WHAT IS REQUIRED. Transcribe exactly, and only, the lines from the one containing "Segment door panel" through the end of the material.

THE DATA.
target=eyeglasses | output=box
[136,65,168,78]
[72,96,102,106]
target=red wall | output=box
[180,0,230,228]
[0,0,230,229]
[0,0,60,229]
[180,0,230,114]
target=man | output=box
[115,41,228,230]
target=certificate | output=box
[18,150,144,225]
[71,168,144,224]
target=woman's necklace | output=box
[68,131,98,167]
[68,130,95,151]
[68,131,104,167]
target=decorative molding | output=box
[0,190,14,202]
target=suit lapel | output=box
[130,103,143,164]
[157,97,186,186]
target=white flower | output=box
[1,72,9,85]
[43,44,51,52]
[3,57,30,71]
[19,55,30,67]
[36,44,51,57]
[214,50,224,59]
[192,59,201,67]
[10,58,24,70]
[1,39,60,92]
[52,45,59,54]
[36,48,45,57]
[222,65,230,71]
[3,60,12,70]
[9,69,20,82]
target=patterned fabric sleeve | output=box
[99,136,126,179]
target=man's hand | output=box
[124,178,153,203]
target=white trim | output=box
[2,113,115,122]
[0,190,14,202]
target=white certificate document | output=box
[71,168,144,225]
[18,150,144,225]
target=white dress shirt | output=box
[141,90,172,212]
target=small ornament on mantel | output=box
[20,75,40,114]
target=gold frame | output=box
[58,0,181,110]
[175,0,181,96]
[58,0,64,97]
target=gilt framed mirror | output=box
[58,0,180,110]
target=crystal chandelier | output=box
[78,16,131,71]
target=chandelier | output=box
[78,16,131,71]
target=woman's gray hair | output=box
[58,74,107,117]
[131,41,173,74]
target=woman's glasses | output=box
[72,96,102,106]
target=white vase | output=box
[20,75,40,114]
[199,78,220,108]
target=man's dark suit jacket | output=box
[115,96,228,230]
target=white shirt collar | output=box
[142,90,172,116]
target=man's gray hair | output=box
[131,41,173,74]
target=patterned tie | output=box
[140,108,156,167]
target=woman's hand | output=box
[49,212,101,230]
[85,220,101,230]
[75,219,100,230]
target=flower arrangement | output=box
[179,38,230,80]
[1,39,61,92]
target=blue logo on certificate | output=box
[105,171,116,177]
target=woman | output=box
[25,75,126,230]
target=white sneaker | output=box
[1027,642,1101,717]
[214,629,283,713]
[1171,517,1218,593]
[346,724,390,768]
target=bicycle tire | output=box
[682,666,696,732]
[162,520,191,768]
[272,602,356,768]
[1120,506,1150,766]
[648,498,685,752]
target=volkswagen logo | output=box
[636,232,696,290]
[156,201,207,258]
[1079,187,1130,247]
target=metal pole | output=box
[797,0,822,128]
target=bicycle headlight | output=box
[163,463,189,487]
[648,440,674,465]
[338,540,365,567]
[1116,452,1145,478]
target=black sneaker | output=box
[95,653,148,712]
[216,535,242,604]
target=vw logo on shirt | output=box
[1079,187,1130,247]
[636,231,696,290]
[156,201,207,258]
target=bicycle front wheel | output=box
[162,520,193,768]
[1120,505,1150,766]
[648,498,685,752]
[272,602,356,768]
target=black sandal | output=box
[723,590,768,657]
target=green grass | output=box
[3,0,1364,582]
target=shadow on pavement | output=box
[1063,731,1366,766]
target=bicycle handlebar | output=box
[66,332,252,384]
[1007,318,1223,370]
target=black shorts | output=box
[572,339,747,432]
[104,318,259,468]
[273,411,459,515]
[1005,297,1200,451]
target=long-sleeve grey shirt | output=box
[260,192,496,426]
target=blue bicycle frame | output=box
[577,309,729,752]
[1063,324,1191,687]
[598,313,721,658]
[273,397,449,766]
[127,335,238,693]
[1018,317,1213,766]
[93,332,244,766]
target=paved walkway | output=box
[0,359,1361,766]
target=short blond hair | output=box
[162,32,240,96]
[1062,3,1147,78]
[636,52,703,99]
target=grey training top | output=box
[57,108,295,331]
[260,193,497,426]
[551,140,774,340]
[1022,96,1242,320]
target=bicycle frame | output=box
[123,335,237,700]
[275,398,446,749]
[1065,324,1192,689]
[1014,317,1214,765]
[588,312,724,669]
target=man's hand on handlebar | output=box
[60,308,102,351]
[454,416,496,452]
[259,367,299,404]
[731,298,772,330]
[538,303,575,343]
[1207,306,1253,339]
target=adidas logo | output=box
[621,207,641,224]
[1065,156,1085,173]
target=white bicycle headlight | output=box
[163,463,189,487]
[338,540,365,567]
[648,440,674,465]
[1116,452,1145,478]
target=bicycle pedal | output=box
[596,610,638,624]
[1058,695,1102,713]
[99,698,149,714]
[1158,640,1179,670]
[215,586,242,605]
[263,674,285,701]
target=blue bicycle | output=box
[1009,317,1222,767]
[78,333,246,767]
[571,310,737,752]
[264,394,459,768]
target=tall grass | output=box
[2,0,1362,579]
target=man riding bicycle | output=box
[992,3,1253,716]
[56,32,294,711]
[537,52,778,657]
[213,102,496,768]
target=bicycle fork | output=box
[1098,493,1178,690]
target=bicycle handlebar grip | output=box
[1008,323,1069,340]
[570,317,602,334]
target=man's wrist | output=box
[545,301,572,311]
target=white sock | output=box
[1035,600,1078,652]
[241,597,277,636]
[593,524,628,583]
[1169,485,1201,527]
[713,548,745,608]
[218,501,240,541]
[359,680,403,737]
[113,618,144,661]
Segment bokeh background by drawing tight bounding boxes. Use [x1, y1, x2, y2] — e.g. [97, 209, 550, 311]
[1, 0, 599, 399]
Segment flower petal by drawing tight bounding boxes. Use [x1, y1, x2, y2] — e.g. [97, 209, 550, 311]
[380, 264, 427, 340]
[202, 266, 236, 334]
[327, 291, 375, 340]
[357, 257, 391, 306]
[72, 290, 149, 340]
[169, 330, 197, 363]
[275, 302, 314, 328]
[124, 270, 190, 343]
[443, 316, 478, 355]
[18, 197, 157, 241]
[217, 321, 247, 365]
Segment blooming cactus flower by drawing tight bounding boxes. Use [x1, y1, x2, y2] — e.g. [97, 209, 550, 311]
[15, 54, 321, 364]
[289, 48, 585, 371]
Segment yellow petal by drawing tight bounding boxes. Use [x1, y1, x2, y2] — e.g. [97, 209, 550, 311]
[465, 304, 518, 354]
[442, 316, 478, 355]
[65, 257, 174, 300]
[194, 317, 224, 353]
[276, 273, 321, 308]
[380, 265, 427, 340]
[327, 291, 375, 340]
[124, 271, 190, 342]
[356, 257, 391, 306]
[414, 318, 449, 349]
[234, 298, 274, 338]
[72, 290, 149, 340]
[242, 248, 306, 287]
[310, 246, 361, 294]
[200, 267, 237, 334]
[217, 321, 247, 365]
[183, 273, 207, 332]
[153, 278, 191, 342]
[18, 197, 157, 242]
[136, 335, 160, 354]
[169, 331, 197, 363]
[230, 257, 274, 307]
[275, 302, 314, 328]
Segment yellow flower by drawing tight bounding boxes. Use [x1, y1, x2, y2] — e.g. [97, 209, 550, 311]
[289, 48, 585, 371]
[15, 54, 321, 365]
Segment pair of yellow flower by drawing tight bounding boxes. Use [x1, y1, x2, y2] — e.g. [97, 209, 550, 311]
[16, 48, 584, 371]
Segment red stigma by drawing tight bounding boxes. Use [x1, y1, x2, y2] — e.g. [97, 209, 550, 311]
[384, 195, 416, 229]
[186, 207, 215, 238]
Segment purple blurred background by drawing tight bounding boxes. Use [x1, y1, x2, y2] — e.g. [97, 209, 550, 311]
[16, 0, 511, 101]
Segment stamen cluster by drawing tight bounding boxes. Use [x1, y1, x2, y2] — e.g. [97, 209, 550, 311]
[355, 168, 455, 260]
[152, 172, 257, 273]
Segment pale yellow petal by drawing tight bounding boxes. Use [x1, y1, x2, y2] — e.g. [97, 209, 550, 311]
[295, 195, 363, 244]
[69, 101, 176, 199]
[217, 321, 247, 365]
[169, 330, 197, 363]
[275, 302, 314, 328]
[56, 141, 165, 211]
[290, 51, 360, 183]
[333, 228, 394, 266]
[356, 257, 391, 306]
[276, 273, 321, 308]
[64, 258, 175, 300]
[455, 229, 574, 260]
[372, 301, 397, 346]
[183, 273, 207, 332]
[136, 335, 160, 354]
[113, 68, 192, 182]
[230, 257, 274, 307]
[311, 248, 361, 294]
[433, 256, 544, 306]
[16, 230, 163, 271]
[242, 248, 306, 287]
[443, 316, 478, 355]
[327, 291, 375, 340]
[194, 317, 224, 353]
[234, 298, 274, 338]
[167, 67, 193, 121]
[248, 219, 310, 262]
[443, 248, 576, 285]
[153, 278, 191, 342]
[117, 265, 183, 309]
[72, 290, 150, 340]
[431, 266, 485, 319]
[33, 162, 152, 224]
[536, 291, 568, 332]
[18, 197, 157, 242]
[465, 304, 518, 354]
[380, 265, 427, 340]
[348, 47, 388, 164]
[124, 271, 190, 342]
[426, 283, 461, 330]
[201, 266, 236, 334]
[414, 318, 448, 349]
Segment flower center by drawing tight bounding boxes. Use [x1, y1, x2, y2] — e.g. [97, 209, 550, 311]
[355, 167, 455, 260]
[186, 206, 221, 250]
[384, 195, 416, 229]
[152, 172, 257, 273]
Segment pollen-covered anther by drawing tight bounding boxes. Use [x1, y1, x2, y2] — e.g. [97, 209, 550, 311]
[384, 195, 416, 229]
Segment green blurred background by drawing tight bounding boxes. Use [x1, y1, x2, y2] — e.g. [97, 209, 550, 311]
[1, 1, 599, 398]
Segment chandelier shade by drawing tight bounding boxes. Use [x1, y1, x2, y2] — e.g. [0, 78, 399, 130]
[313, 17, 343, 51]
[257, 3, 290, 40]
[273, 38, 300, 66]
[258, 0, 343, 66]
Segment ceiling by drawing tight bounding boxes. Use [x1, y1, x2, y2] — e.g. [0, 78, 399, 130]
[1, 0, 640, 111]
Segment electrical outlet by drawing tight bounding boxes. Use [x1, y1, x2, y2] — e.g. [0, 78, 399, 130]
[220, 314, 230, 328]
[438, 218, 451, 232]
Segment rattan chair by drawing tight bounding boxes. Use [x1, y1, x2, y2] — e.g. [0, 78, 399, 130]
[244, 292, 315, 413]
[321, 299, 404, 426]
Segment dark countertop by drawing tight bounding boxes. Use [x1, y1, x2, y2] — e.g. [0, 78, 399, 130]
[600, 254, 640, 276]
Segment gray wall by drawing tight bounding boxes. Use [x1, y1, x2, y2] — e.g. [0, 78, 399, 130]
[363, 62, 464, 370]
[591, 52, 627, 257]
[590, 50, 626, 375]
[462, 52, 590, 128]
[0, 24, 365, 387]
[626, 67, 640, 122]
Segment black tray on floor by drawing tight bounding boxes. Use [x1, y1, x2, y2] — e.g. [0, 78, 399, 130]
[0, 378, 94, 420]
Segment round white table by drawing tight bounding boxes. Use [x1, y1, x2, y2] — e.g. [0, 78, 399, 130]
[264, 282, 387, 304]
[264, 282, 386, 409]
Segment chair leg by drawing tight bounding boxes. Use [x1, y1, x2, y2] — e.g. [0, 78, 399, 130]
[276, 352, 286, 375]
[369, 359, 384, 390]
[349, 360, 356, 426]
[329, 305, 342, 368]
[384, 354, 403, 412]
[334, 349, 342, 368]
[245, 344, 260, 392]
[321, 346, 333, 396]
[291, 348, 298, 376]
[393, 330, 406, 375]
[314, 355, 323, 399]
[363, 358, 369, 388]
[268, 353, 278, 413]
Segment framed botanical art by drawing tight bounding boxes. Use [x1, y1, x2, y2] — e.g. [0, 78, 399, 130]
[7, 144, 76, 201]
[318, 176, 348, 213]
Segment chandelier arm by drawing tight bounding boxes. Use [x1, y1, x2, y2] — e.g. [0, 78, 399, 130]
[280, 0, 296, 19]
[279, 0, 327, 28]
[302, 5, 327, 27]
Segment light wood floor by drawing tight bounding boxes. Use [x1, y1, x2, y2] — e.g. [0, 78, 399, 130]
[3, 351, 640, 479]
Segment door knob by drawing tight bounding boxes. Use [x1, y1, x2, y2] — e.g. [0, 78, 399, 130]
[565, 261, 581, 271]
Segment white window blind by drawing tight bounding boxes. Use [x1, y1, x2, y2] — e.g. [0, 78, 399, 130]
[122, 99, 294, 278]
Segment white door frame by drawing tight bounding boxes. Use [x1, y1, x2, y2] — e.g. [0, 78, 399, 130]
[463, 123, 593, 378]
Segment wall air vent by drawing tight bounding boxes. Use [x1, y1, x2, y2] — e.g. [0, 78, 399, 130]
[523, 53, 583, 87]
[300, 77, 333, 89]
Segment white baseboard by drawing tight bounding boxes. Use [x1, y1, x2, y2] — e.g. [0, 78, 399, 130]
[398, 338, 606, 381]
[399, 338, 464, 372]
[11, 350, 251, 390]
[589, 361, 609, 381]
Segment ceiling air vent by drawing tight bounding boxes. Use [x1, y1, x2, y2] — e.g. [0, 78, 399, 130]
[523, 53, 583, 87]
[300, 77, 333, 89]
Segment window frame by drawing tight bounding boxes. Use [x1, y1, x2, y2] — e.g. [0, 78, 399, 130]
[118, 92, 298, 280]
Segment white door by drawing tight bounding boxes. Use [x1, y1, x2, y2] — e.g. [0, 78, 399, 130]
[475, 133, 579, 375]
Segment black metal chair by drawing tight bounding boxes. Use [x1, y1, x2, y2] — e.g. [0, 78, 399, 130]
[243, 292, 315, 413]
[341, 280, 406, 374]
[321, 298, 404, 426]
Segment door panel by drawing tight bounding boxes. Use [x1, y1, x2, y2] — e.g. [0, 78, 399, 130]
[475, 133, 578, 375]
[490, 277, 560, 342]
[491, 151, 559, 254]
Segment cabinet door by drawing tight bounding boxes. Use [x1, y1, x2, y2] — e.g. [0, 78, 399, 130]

OUTPUT.
Segment door panel by drawing tight bounding boxes. Use [x1, y1, x2, y2] — e.g. [0, 78, 399, 130]
[475, 133, 578, 375]
[490, 277, 560, 342]
[491, 151, 559, 254]
Segment cabinet door by drawing tight bounding boxes. Use [x1, y1, x2, y2] — e.g. [0, 78, 399, 130]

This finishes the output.